D'après l'extrait, quelle station de radio est écoutée à l'aube, sous la couette ? Répondez en quelques mots, s'il vous plaît.

======== EXTRAIT ========

22 mars 2014

N° 119 - Ni vu ni connu


J'entends à la radio… Je l'écoute à l'aube, sous la couette. J'écouette France Inter, en dormant en pointillés. La Charline du cinq-à-sept se mêle à la revue de presse de 8h30 et Bernard Guetta finit les phrases de Thomas Legrand... Pourtant j'entends, j'entends qu'on nous écoute. Au commissariat, les bretelles du planton doivent relier son oreillette à mon portable. Au Fort George G. Meade, Maryland, USA, un guy de la NSA ne perd rien de mes bavardages. Et le tableau de bord de mon blog repère des lecteurs-espions jusqu'en Russie et en Australie*.

On m'écoute, on m'épie, on me scanne. Les caisses du Miniprix enregistrent mes emplettes et les analysent, jour après jour. Le GPS me piste, il sait où j'erre, devant quel linéaire, près de quelle gondole. Un SMS m'alerte sur la promo du jour : sous mes yeux, trois camemberts faits à cœur pour le prix d'un. Mais j'ai une taupe dans la place, un employé au merchandising. Il m'avait prévenu et déjà mis trois lots de côté. Pour sa peine on ira boire ensemble un panaché Monaco.

======== DONNÉES FOURNIES ========

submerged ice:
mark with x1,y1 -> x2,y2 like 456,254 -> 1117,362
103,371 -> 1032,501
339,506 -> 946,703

========

* RÉPONSE:
France Inter.